##### Study material #####

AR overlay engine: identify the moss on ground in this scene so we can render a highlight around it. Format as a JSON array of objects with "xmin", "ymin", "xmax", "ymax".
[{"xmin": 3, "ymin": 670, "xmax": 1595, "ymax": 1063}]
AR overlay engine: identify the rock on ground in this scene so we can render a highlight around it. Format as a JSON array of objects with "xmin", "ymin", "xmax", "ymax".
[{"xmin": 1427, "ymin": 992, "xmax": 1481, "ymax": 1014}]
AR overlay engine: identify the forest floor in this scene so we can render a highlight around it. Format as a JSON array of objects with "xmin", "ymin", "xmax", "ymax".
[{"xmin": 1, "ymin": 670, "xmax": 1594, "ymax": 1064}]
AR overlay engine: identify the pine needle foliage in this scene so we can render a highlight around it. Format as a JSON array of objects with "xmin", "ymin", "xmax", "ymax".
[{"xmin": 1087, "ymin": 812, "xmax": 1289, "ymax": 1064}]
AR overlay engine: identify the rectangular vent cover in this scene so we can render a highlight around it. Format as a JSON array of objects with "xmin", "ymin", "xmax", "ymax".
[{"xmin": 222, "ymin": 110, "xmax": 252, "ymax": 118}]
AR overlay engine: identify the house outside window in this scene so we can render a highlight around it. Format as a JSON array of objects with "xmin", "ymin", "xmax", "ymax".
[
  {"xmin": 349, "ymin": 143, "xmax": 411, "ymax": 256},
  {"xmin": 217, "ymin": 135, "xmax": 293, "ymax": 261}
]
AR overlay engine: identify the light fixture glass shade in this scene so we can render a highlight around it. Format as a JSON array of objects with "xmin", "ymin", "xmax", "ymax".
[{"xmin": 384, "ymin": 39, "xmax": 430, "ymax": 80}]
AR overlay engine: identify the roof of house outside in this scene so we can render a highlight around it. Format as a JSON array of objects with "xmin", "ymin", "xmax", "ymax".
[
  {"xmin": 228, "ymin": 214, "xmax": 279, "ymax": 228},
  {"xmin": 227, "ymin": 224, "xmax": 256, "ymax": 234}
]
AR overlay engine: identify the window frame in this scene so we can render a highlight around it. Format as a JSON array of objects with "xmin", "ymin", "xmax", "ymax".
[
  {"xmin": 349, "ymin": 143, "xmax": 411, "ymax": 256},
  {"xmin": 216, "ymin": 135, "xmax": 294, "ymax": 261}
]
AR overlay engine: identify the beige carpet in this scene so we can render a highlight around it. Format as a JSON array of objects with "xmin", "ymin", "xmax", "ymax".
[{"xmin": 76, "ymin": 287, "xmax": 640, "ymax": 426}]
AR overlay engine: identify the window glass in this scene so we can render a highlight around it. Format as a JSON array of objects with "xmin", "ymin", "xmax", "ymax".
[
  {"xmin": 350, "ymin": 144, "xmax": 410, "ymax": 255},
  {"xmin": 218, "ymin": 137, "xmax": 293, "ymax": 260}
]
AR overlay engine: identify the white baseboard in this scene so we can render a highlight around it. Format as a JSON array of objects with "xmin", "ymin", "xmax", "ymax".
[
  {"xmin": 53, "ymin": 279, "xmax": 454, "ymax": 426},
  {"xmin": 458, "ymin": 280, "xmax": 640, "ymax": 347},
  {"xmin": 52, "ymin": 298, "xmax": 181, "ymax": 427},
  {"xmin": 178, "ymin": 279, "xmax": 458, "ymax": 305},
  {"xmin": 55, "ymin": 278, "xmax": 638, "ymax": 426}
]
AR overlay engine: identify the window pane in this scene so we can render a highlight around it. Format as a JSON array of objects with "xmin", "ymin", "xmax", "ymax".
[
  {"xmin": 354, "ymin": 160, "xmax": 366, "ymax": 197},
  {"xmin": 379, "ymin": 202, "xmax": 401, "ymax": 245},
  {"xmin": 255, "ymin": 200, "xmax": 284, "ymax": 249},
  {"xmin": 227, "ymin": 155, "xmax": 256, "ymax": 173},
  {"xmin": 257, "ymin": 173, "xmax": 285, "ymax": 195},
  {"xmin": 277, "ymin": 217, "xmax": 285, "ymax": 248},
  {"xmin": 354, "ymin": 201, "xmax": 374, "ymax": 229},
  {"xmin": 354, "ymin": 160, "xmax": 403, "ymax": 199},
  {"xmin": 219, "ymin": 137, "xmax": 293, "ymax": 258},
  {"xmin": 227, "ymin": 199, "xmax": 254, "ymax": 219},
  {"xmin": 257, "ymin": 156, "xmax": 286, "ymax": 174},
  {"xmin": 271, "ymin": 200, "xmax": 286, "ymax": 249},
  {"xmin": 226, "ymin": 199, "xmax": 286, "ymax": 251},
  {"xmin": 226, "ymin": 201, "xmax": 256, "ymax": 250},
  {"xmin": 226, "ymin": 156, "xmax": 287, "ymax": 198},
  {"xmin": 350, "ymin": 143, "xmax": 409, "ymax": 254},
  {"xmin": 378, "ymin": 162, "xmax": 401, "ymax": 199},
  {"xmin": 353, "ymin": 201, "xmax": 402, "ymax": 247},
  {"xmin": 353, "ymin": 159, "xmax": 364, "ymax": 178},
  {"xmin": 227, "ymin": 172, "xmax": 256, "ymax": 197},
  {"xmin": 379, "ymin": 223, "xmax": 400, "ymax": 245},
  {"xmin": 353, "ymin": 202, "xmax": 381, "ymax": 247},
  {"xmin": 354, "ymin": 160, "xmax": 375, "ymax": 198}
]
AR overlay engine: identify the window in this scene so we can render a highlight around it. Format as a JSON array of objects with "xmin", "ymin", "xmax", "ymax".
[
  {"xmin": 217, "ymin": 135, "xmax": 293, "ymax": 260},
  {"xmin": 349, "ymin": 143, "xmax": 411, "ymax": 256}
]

#####

▶ _Exercise directions_
Each line of the listing is to be repeated exactly.

▶ _Answer to the exercise_
AR overlay engine: identify the moss on ground in this scene so we can render a highlight around it. Format as a JSON array of objects with "xmin", "ymin", "xmax", "ymax".
[{"xmin": 3, "ymin": 670, "xmax": 1595, "ymax": 1063}]
AR overlay engine: identify the rock on ground in this scene so we can render a highlight around it. Format as a JSON array of objects with "xmin", "ymin", "xmax", "ymax".
[{"xmin": 1427, "ymin": 992, "xmax": 1481, "ymax": 1014}]
AR overlay engine: identify the forest floor in this scene so we can render a highlight around it. Format as a JSON array of objects with "xmin", "ymin", "xmax", "ymax".
[{"xmin": 1, "ymin": 670, "xmax": 1594, "ymax": 1064}]
AR overlay engine: identify the pine needle foliage in this scene so we can render a highlight around it. Format as a JSON array of objects with "xmin", "ymin", "xmax", "ymax".
[{"xmin": 1087, "ymin": 812, "xmax": 1289, "ymax": 1064}]
AR overlay engine: identify the rectangular vent cover in this scene so we can render a highlight around it. Format as a JSON array of objects with "xmin", "ymin", "xmax", "ymax".
[{"xmin": 222, "ymin": 110, "xmax": 252, "ymax": 118}]
AR overlay engine: identify the house outside window in this scene so we can render a highlight around it. Format as a JSON array of objects with "xmin", "ymin", "xmax", "ymax".
[
  {"xmin": 349, "ymin": 143, "xmax": 411, "ymax": 256},
  {"xmin": 217, "ymin": 135, "xmax": 293, "ymax": 261}
]
AR overlay engine: identify the light fixture glass shade in this scene so we can render a highlight around it. Format as a JSON array of objects with "xmin", "ymin", "xmax", "ymax".
[{"xmin": 384, "ymin": 39, "xmax": 430, "ymax": 80}]
AR overlay engine: identify the roof of house outside in this scene so we can render a highlight around it. Format as a JSON array of objects with "xmin", "ymin", "xmax", "ymax".
[
  {"xmin": 228, "ymin": 214, "xmax": 279, "ymax": 228},
  {"xmin": 227, "ymin": 224, "xmax": 256, "ymax": 234}
]
AR overlay engine: identify the window frame in this scene so we can render a highlight around it. Format as a JSON array of objects with "xmin", "ymin", "xmax", "ymax".
[
  {"xmin": 349, "ymin": 143, "xmax": 411, "ymax": 256},
  {"xmin": 216, "ymin": 135, "xmax": 294, "ymax": 261}
]
AR overlay engine: identify the beige carpet in this scene so we can render a highlight around it. Format as a JSON array of objects with "xmin", "ymin", "xmax", "ymax".
[{"xmin": 76, "ymin": 287, "xmax": 640, "ymax": 426}]
AR overlay engine: identify the window glass in this scene so we can render a highlight around it. Format as a JSON array of objects with "xmin", "ymin", "xmax", "ymax".
[
  {"xmin": 350, "ymin": 144, "xmax": 410, "ymax": 255},
  {"xmin": 218, "ymin": 137, "xmax": 293, "ymax": 260}
]
AR overlay engine: identify the white baseboard in this scene so we can render a highlight around it. Format as a JSON array of objects with "xmin", "ymin", "xmax", "ymax".
[
  {"xmin": 53, "ymin": 279, "xmax": 454, "ymax": 426},
  {"xmin": 458, "ymin": 280, "xmax": 640, "ymax": 347},
  {"xmin": 52, "ymin": 298, "xmax": 181, "ymax": 427},
  {"xmin": 178, "ymin": 279, "xmax": 458, "ymax": 305},
  {"xmin": 55, "ymin": 278, "xmax": 638, "ymax": 426}
]
AR overlay engine: identify the window pane in this scene so we can render a highlight around it. Format as a JSON array of objects with "xmin", "ymin", "xmax", "ymax".
[
  {"xmin": 354, "ymin": 160, "xmax": 366, "ymax": 197},
  {"xmin": 379, "ymin": 202, "xmax": 401, "ymax": 245},
  {"xmin": 255, "ymin": 200, "xmax": 284, "ymax": 249},
  {"xmin": 227, "ymin": 155, "xmax": 256, "ymax": 173},
  {"xmin": 257, "ymin": 173, "xmax": 285, "ymax": 195},
  {"xmin": 277, "ymin": 217, "xmax": 285, "ymax": 248},
  {"xmin": 354, "ymin": 201, "xmax": 374, "ymax": 229},
  {"xmin": 354, "ymin": 160, "xmax": 403, "ymax": 199},
  {"xmin": 219, "ymin": 137, "xmax": 293, "ymax": 258},
  {"xmin": 227, "ymin": 199, "xmax": 254, "ymax": 219},
  {"xmin": 257, "ymin": 156, "xmax": 286, "ymax": 174},
  {"xmin": 271, "ymin": 200, "xmax": 286, "ymax": 249},
  {"xmin": 226, "ymin": 199, "xmax": 286, "ymax": 251},
  {"xmin": 226, "ymin": 201, "xmax": 256, "ymax": 250},
  {"xmin": 226, "ymin": 156, "xmax": 287, "ymax": 198},
  {"xmin": 350, "ymin": 143, "xmax": 409, "ymax": 254},
  {"xmin": 378, "ymin": 162, "xmax": 401, "ymax": 199},
  {"xmin": 353, "ymin": 201, "xmax": 402, "ymax": 247},
  {"xmin": 353, "ymin": 159, "xmax": 364, "ymax": 178},
  {"xmin": 227, "ymin": 172, "xmax": 256, "ymax": 197},
  {"xmin": 379, "ymin": 223, "xmax": 400, "ymax": 245},
  {"xmin": 353, "ymin": 202, "xmax": 381, "ymax": 247},
  {"xmin": 354, "ymin": 160, "xmax": 375, "ymax": 198}
]
AR overlay engine: identify the window in this scene so we can render a highlight around it. Format as a JSON array of objects with "xmin", "ymin", "xmax", "ymax".
[
  {"xmin": 217, "ymin": 135, "xmax": 293, "ymax": 260},
  {"xmin": 349, "ymin": 143, "xmax": 411, "ymax": 256}
]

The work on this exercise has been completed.